Every entry that appears below is to be output exactly.
········
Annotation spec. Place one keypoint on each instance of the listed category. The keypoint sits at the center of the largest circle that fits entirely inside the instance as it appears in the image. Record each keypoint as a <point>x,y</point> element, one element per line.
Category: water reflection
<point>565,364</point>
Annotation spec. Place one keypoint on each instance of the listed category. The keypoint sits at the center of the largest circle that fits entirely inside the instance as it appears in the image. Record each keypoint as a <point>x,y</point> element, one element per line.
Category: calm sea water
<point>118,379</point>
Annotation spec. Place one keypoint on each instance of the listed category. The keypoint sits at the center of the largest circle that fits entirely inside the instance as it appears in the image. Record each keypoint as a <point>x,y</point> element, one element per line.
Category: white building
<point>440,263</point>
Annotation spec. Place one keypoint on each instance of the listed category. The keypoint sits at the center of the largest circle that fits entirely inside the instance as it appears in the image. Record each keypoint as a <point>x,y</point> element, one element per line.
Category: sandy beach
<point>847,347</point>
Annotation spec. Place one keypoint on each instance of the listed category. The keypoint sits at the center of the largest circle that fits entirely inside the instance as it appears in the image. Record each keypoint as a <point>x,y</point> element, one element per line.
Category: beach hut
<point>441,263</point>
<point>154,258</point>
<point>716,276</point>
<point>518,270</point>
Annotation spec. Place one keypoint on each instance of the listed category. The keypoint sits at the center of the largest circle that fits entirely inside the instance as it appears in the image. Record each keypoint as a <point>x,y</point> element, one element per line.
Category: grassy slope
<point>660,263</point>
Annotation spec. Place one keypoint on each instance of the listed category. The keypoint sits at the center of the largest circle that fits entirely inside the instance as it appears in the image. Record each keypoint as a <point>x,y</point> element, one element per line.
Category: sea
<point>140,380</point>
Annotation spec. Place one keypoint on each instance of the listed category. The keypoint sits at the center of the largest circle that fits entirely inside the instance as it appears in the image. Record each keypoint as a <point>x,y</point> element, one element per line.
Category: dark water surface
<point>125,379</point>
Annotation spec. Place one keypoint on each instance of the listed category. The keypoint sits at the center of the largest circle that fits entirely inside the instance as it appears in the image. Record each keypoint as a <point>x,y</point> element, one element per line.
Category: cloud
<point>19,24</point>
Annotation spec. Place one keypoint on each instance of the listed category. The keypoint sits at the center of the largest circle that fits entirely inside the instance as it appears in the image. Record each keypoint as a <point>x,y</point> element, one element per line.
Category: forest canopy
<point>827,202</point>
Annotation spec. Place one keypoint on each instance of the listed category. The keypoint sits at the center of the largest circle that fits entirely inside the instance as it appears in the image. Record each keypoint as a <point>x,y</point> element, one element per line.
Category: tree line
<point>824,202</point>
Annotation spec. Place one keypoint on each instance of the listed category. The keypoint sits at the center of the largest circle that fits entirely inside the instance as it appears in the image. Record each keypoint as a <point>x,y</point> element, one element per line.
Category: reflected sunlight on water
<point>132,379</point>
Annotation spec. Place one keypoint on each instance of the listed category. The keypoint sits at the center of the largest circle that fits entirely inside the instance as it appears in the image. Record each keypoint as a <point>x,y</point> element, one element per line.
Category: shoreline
········
# Task result
Annotation spec. Place one keypoint on each instance of the listed category. The keypoint sits at the center of the largest circle that fits entirely inside the instance as it appears in the image. Record each keypoint as a <point>x,y</point> element, one element per line.
Category: water reflection
<point>565,364</point>
Annotation spec. Place one keypoint on each instance of the listed category. The keypoint sits at the center of the largest circle that fits entirely inside the instance as it appears in the image. Record each keypoint as a <point>x,y</point> element, one element per line.
Category: calm sea water
<point>118,379</point>
Annotation spec. Place one keypoint on each instance of the listed category. The keypoint sits at the center of the largest circle that fits entirely inside the instance as it appears in the image. Record each keypoint as a <point>x,y</point> element, one element per line.
Category: white building
<point>440,263</point>
Annotation spec. Place one keypoint on each instance of the listed category. The keypoint sits at the center of the largest circle that fits entirely inside the instance as it appears in the image. Record each keypoint as a <point>x,y</point> element, one element per line.
Category: sandy beach
<point>847,347</point>
Annotation spec. Place one keypoint on each instance of the listed category. The keypoint sits at the center of the largest circle that fits entirely inside the instance as it appears in the image. Record each keypoint as a <point>x,y</point> element, one element per line.
Category: beach hut
<point>441,263</point>
<point>154,258</point>
<point>716,276</point>
<point>518,270</point>
Annotation spec. Place one keypoint on each instance of the listed category. The keypoint sits at the center of the largest circle that fits entirely inside the instance as it appears in the image. Record each keypoint as a <point>x,y</point> element, one element per line.
Category: grassy slope
<point>660,263</point>
Annotation spec. Place one keypoint on each instance of the listed category. The keypoint sits at the center of the largest circle that fits entirely inside the instance as it appears in the image. Record each keypoint as a <point>x,y</point> element, one element per line.
Category: sea
<point>140,380</point>
Annotation spec. Place one keypoint on each instance of the listed category. The keypoint sits at the center of the largest circle that fits entirely inside the instance as it appears in the image. Record each keypoint as a <point>x,y</point> element, one element per line.
Category: dark water surface
<point>125,379</point>
Annotation spec. Place one keypoint on each instance of the listed category. The keypoint sits at the center of the largest circle that fits entirely inside the instance as it appears in the image. Record each keypoint as a <point>x,y</point> element, one element per line.
Category: cloud
<point>19,24</point>
Annotation spec. Place one keypoint on each instance of the listed category. The keypoint sits at the center of the largest circle that fits entirely inside the instance as it appears in the image. Record each keypoint as a <point>x,y</point> element, one element per line.
Category: forest canopy
<point>827,202</point>
Annotation spec. Place one keypoint on each instance of the listed category. The keypoint sits at the center of the largest circle that fits entirely inside the instance as it appears in the image. Record each keypoint as a <point>x,y</point> element, one element per line.
Category: tree line
<point>824,202</point>
Annotation spec. Place one keypoint on each instance of the listed category. The keypoint sits at the center of the largest circle that fits entirely inside the instance as it appears in the image. Record each keypoint as a <point>x,y</point> element, one element per line.
Category: reflected sunlight on water
<point>132,379</point>
Annotation spec. Place one keypoint on each instance of the listed category. The keypoint sits at the center of the largest circle that fits entirely inside the instance as it appears in the image. Record each keypoint as a <point>x,y</point> element, one element per line.
Category: shoreline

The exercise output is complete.